◆ Assignment ◆
Set down, exactly as written, every line from the top of the records below to the line containing "Can you find the shoulder", both ends included, and no others.

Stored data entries
▼▼▼
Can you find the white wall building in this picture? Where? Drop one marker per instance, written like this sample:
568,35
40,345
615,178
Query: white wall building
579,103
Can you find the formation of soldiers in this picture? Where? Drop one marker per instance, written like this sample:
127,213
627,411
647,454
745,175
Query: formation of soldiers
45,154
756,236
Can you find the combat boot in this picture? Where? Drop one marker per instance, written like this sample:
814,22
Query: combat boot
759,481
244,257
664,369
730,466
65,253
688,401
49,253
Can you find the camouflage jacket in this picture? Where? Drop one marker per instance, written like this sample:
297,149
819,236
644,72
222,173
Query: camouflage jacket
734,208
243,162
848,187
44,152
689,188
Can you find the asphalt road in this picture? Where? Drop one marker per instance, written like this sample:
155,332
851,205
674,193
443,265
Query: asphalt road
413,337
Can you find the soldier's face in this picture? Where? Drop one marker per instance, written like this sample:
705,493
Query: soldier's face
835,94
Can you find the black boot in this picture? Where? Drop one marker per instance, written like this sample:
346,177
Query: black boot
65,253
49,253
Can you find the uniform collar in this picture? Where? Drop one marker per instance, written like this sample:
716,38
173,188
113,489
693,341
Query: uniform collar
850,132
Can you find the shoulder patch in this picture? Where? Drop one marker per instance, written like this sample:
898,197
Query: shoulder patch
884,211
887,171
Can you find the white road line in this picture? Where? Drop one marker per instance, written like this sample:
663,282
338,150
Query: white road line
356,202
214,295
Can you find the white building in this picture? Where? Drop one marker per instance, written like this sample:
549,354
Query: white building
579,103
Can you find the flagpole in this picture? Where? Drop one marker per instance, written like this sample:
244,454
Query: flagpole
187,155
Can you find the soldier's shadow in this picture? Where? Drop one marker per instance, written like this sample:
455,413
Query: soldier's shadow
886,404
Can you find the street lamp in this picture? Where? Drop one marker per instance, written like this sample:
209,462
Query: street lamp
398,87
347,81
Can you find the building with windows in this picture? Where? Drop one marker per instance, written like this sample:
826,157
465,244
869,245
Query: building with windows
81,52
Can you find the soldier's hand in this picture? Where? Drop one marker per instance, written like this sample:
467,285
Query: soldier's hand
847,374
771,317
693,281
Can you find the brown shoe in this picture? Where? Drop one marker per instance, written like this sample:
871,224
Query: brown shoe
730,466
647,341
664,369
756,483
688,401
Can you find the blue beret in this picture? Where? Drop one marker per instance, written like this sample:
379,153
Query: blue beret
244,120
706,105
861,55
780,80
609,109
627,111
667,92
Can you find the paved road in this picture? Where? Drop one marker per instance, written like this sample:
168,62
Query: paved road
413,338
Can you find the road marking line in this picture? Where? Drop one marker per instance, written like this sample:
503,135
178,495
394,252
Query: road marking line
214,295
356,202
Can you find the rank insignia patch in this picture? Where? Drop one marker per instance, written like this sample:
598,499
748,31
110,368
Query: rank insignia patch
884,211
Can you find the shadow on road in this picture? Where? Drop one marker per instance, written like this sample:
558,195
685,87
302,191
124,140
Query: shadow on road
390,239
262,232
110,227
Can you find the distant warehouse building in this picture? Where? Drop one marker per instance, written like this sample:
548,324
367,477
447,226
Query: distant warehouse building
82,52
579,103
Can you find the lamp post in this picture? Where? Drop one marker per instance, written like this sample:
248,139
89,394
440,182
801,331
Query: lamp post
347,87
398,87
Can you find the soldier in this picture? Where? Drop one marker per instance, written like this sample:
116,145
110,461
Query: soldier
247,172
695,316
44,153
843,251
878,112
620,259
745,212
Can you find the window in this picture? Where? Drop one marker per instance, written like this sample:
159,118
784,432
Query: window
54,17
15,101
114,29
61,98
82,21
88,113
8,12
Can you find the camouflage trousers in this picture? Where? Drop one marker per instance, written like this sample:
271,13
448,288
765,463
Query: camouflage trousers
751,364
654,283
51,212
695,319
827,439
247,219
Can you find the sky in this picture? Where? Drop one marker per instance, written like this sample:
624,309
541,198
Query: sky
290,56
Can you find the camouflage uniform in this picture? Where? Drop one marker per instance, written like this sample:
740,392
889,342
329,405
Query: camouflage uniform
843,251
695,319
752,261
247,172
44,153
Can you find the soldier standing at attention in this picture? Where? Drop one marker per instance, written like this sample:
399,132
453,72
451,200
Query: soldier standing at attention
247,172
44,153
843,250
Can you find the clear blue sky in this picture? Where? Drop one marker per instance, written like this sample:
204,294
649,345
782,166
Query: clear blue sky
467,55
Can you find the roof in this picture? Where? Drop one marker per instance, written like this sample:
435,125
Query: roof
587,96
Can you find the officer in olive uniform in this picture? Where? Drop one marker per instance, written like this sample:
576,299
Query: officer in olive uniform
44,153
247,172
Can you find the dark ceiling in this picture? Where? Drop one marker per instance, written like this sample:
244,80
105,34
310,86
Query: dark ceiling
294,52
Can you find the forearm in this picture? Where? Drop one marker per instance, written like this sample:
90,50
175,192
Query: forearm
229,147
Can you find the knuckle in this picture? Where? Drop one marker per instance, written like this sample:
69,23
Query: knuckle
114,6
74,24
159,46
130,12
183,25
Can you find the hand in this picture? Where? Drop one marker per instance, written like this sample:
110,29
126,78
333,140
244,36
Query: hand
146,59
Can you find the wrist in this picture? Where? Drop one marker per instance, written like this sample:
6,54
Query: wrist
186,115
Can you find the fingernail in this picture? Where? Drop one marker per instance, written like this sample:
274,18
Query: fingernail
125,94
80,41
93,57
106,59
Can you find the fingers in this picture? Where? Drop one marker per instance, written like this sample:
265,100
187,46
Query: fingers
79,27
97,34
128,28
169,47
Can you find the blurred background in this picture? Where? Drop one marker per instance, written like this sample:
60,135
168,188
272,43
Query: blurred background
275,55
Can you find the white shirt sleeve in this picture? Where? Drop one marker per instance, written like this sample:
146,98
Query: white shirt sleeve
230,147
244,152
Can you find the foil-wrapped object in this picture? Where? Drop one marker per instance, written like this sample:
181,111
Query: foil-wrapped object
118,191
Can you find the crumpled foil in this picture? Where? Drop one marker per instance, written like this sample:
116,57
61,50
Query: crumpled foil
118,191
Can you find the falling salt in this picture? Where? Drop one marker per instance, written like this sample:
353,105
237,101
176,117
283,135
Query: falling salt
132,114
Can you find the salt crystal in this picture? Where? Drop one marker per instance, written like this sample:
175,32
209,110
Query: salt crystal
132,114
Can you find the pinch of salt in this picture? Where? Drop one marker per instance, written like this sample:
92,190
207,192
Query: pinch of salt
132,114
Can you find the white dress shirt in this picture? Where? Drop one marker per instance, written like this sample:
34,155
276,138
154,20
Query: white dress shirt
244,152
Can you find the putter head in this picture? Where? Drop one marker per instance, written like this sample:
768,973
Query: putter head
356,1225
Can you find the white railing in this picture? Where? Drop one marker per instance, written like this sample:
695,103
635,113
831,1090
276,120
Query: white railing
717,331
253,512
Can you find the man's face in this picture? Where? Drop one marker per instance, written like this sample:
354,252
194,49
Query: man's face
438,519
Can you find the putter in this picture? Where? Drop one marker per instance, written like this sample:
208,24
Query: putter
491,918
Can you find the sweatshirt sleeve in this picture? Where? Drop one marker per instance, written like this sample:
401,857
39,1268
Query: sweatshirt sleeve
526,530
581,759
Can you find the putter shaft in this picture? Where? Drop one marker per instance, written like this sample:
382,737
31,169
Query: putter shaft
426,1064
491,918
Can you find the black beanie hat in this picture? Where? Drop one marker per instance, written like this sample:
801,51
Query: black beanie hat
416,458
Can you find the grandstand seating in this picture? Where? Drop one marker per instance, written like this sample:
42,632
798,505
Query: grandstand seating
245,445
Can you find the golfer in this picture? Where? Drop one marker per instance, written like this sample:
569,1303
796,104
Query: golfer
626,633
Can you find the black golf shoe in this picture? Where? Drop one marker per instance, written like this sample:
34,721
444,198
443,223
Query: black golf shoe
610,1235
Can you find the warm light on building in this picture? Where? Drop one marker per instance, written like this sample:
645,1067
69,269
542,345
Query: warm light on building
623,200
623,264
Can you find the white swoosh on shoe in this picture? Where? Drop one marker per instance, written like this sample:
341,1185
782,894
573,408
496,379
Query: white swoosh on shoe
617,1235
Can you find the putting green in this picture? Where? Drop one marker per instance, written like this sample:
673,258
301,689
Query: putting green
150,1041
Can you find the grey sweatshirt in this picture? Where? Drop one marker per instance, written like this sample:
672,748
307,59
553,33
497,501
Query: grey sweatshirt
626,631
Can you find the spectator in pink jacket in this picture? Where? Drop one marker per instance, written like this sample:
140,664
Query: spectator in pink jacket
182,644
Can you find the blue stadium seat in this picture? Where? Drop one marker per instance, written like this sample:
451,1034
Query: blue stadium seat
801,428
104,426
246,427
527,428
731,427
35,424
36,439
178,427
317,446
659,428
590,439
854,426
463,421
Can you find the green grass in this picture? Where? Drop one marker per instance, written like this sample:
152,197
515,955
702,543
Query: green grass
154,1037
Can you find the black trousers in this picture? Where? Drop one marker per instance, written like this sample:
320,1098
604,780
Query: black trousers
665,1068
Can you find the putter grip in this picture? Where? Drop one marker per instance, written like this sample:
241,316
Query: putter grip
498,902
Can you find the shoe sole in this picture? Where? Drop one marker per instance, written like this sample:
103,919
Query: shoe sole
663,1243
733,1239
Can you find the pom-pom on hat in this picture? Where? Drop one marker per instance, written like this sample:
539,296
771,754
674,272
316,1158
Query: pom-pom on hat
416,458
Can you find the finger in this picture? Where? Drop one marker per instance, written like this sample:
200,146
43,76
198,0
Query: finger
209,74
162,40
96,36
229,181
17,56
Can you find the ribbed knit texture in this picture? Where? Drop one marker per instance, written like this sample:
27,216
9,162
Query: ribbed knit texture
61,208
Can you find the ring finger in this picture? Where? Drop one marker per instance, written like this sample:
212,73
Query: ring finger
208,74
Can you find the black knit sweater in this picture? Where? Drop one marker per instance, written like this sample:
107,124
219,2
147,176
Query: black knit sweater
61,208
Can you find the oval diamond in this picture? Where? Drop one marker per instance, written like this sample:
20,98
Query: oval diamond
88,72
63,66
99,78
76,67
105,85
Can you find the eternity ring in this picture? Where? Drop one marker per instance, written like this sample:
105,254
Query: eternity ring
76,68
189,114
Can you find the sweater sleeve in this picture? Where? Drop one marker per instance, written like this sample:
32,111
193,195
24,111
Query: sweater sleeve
▲▲▲
◆ Reply ◆
Can you find the white wall building in this picture? Where? Drop one marker per instance, written like this sample:
568,35
40,345
615,178
Query: white wall building
579,103
Can you find the formation of soldiers in this picture? Where? Drop one marker per instance, written like this sample:
127,213
627,411
647,454
745,175
Query: formation of soldiers
45,154
756,236
Can you find the combat boot in this picture? Where? Drop one marker per instance, written like this sample:
814,22
Query: combat boot
759,481
244,257
664,369
730,466
65,253
688,401
49,253
Can you find the camouflage jacket in this picture? Where? Drop one marker per instance, written like this sample:
297,149
819,236
644,72
222,173
Query: camouflage jacket
734,208
243,162
848,187
44,152
689,188
Can you find the asphalt road in this picture? Where? Drop one marker per instance, written like this sample:
155,332
851,205
674,193
443,265
Query: asphalt road
413,337
Can you find the soldier's face in this picture? Where? Drop one marker per instance, written like this sample:
705,493
Query: soldier's face
835,94
Can you find the black boot in this picture? Where? Drop one marker per instance, written like this sample:
346,177
Query: black boot
65,253
49,253
Can you find the uniform collar in this picture? Where? Drop one marker per instance, written like this sample:
716,38
173,188
113,489
693,341
Query: uniform collar
850,132
Can you find the shoulder patch in this picture? Where? Drop one marker per instance, written like this sample:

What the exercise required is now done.